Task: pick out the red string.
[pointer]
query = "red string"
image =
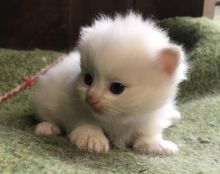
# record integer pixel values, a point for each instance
(28, 82)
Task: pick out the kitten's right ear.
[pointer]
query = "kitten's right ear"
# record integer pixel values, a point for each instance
(170, 58)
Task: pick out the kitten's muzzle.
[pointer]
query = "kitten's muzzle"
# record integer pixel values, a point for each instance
(94, 102)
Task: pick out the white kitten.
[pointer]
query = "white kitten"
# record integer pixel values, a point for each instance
(120, 88)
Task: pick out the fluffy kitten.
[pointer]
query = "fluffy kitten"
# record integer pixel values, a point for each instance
(120, 87)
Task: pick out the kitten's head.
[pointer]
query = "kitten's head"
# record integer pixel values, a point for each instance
(128, 66)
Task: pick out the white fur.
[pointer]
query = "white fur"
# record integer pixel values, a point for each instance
(126, 50)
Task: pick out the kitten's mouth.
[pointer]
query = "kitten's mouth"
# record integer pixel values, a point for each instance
(96, 109)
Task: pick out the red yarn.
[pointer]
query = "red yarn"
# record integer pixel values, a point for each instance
(28, 82)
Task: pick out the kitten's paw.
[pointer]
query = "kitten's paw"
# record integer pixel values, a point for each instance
(162, 147)
(88, 138)
(47, 128)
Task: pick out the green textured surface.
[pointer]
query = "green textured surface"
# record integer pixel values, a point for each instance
(197, 135)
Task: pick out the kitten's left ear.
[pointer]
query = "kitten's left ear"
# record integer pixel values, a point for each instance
(170, 58)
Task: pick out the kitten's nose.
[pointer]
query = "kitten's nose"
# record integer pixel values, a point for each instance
(92, 100)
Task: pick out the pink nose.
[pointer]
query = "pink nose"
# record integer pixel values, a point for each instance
(92, 100)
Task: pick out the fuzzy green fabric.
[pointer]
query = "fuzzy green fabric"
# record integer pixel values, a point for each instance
(197, 135)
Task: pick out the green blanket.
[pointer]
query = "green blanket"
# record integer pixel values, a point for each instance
(197, 135)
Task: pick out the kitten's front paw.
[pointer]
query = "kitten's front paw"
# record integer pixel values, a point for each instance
(161, 147)
(89, 138)
(47, 128)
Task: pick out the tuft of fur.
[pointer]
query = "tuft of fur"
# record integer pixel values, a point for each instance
(128, 50)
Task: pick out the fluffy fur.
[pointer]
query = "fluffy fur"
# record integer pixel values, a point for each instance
(127, 50)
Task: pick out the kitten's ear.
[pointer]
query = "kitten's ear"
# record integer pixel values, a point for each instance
(170, 58)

#### [EXERCISE]
Without including any picture, print all of the entries above exactly.

#### [ANSWER SECTION]
Task: pick out the red string.
[pointer]
query = "red string"
image =
# record integer pixel values, a point for each instance
(28, 82)
Task: pick out the kitten's right ear.
[pointer]
query = "kitten's right ear"
# record integer pixel values, a point for each instance
(170, 58)
Task: pick out the kitten's muzzle.
[pointer]
query = "kitten's muzzle"
# record integer pixel values, a point for each instance
(94, 102)
Task: pick out the white kitten.
[pointer]
query = "white kitten"
# record integer pixel values, a point for each instance
(120, 88)
Task: pick out the fluffy kitten.
[pointer]
query = "fluffy kitten"
# record integer pixel values, a point for each instance
(120, 87)
Task: pick out the kitten's head.
[pointer]
query = "kitten's head"
# record integer pixel values, a point for each instance
(128, 66)
Task: pick out the white fur.
[pointer]
query = "white fur"
# record integer pixel values, a point for each instance
(126, 50)
Task: pick out the kitten's mouth.
[pointer]
query = "kitten's mouth"
# record integer pixel values, a point for each instance
(96, 109)
Task: pick out the red yarn.
[pointer]
query = "red yarn"
# record integer pixel values, a point for each instance
(28, 82)
Task: pick out the kitten's paw.
[pointer]
query = "kitten's paw"
# record integer pixel values, a point for each instance
(162, 147)
(88, 138)
(47, 128)
Task: pick out the green textured surface.
[pointer]
query = "green textured surface"
# record integer pixel values, a point for each instance
(197, 135)
Task: pick out the kitten's left ear.
[pointer]
query = "kitten's left ear"
# record integer pixel values, a point for each instance
(170, 58)
Task: pick out the kitten's nose.
[pointer]
query = "kitten's nose"
# record integer pixel values, a point for each instance
(92, 100)
Task: pick out the pink nose.
[pointer]
query = "pink nose"
# record integer pixel values, a point for each instance
(92, 100)
Task: pick out the fuzzy green fabric.
[pointer]
query = "fuzzy green fabric"
# record integer pixel values, a point for each instance
(197, 135)
Task: pick out the green blanket.
[pointer]
query = "green blanket"
# record integer pixel values, a point for each instance
(197, 135)
Task: pick out the kitten's front paw.
[pointer]
query = "kitten's front paw"
# record integer pixel values, a point for each instance
(161, 147)
(89, 138)
(47, 128)
Task: pick out the tuft of fur.
[pointer]
query = "tuft of fur"
# record integer pixel values, a point for each instance
(128, 50)
Task: pick out the fluffy fur.
[pointer]
query = "fluffy fur"
# record integer pixel values, a point for each instance
(127, 50)
Task: pick out the kitten's ear.
[pointer]
query = "kitten's ear"
# record integer pixel values, a point for each instance
(170, 58)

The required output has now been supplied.